SOURCE
■ ■ ■ ■ ■ ■ ■

# Replacing windows and siding



## 747 (Feb 11, 2005)

ramiree said:


> I decided to replace windows and quickly realized that I had to replace the siding as well. My issue is this. As I removed the old paperlike siding the only thing behind it was the frame of the house and fiberglass insulation between each section of frame. Do I need to put plywood first, then Tyvek housewrap, and then the siding or can I just put the Tyvek housewrap and siding over that?


4x8x5/8 sheathing osb. ITs cheaper then plywood and will work fine. Then do the tyvek. Make sure you get some tyvek tape to tape around the windows good and the overlapping seams of the tyvek.. Now you can put the vinyl up. Snap chalk lines on all the studs. Make sure you nail into studs not sheathing. Make sure you don't nail tight. Leave a little expansion gap about the width of a penny should do. To be specific 1/32 of a inch. Actually i think thats the width of a dime.

Best manufacturers of vinyl in my oppion Certainteed or Crane.


----------



## Termite (Apr 13, 2008)

7/16" OSB will work fine for this application. 5/8" is overkill. Nail the edges (top, sides, and bottom) with 8d nails at 6"oc, and the field at 12" oc on the studs. I've inspected thousands of homes, and have never seen one with 5/8" on a wall.

Research Tyvek's entire system and follow their instructions to the letter.


----------



## 747 (Feb 11, 2005)

i prefer overkill. But you can get by with 7/16 osb.:laughing:


----------

■ ■ ■ ■ ■ ■ ■

DIRECTION 1
In the rows, retype the stretch from the line containing "the white cloud" through the last row, including both ends.
The thread and the rows come from unrelated sources.

■ ■ ■ ■ ■ ■ ■

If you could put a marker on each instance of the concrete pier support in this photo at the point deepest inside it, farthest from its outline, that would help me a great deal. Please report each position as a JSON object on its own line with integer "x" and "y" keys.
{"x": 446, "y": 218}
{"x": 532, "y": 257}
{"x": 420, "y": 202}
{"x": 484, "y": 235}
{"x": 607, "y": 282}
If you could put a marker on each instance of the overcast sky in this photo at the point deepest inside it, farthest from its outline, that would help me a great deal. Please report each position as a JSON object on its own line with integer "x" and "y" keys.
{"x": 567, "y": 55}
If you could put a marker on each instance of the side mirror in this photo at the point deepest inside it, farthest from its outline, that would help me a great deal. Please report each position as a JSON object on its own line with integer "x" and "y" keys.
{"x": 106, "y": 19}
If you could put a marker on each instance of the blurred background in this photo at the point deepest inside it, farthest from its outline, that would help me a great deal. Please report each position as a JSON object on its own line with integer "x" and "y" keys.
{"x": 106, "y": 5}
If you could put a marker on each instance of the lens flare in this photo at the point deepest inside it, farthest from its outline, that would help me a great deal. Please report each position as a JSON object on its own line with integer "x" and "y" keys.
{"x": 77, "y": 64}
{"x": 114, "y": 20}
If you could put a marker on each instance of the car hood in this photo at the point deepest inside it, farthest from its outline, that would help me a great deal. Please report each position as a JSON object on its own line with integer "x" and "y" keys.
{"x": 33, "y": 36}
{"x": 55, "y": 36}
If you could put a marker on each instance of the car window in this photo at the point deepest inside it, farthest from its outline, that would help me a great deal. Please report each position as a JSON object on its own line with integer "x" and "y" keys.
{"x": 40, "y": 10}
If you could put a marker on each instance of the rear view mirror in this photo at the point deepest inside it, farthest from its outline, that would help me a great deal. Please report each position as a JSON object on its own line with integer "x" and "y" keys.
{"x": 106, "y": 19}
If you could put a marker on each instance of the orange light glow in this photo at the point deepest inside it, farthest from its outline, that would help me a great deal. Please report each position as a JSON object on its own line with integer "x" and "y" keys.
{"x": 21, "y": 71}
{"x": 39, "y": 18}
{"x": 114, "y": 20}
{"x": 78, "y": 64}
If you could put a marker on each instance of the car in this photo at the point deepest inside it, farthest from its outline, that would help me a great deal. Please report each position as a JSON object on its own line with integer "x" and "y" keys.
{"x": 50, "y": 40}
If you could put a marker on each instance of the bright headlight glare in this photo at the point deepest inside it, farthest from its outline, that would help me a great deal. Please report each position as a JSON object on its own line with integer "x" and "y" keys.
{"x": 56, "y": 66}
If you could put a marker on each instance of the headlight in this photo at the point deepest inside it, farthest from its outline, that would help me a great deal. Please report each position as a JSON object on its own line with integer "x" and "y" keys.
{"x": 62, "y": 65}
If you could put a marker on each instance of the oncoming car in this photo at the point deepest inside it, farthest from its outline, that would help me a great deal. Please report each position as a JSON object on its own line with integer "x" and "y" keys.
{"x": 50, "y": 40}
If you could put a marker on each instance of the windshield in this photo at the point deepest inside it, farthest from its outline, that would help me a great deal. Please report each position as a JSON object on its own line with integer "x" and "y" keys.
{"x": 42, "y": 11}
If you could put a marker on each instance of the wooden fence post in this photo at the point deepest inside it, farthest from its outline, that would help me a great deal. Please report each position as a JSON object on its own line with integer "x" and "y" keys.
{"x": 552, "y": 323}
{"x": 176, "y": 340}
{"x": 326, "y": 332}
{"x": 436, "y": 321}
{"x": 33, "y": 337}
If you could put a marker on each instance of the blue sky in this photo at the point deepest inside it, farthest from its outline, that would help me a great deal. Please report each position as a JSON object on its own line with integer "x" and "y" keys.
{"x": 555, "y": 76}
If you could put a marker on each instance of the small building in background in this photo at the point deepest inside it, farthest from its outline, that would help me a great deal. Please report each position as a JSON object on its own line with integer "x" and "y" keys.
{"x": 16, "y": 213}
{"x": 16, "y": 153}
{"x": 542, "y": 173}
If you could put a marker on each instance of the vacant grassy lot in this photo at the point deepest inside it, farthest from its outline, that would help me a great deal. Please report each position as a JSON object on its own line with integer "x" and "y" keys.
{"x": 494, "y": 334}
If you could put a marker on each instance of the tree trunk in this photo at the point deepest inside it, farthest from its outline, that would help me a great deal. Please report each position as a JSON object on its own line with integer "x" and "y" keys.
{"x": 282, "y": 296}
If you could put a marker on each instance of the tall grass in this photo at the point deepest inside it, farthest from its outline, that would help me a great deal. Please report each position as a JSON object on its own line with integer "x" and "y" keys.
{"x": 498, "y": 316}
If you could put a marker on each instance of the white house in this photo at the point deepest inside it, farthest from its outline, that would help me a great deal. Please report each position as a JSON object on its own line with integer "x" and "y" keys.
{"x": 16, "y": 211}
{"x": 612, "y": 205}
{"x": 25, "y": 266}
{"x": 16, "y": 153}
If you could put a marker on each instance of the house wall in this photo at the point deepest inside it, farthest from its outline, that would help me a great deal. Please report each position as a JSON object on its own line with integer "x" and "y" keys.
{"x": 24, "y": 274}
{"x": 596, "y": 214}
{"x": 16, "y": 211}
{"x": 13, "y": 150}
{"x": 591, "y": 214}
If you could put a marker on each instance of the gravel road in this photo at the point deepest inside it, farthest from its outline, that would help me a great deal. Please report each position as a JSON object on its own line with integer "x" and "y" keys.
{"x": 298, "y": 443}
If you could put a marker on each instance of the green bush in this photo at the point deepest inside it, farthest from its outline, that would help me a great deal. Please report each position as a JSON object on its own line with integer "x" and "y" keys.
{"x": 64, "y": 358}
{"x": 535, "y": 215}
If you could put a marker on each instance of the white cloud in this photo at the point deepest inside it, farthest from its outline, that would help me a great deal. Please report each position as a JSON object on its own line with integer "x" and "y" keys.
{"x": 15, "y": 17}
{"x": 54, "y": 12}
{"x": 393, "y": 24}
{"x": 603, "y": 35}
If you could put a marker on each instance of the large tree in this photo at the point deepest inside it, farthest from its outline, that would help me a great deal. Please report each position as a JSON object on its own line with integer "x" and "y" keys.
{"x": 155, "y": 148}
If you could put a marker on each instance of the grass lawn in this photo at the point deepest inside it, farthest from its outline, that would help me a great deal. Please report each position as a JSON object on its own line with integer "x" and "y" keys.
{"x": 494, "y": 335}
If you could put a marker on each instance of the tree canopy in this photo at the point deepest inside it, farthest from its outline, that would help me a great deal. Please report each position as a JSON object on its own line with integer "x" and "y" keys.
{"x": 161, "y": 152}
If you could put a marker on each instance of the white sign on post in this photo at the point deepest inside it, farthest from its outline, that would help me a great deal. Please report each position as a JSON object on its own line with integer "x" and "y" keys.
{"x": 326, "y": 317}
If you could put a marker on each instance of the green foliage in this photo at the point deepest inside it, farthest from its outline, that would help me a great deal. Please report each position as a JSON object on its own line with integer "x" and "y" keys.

■ ■ ■ ■ ■ ■ ■

DIRECTION 2
Say whether each statement agrees with the siding thread, answering yes or no and quoting the deciding words: (a) The thread advises nailing the vinyl siding tight. (b) One reply calls 5/8" sheathing overkill. (c) OSB is described as cheaper than plywood.

SOLUTION 1
If you could put a marker on each instance of the white cloud in this photo at the point deepest inside it, farthest from its outline, that would help me a great deal. Please report each position as a JSON object on its own line with integer "x" and "y" keys.
{"x": 15, "y": 17}
{"x": 54, "y": 12}
{"x": 393, "y": 24}
{"x": 603, "y": 35}
If you could put a marker on each instance of the large tree in this photo at the point deepest inside it, farthest from its outline, that would help me a great deal. Please report each position as a JSON object on its own line with integer "x" and "y" keys.
{"x": 155, "y": 148}
If you could put a marker on each instance of the grass lawn in this photo at the point deepest inside it, farthest from its outline, that would help me a great deal. Please report each position as a JSON object on its own line with integer "x" and "y" keys.
{"x": 494, "y": 335}
If you could put a marker on each instance of the tree canopy in this photo at the point deepest inside it, farthest from its outline, that would help me a great deal. Please report each position as a JSON object on its own line with integer "x" and "y" keys.
{"x": 161, "y": 152}
If you could put a marker on each instance of the white sign on post in this photo at the point deepest inside it, farthest from its outline, that would help me a great deal. Please report each position as a JSON object on its own line with integer "x" and "y" keys.
{"x": 326, "y": 317}
If you could put a marker on each instance of the green foliage in this photo at the point deepest inside it, farthest from its outline, that would help me a great deal. Please report each position as a JSON object on its own line with integer "x" and "y" keys.

SOLUTION 2
(a) No: "Make sure you don't nail tight."
(b) Yes: "5/8" is overkill."
(c) Yes: "ITs cheaper then plywood and will work fine."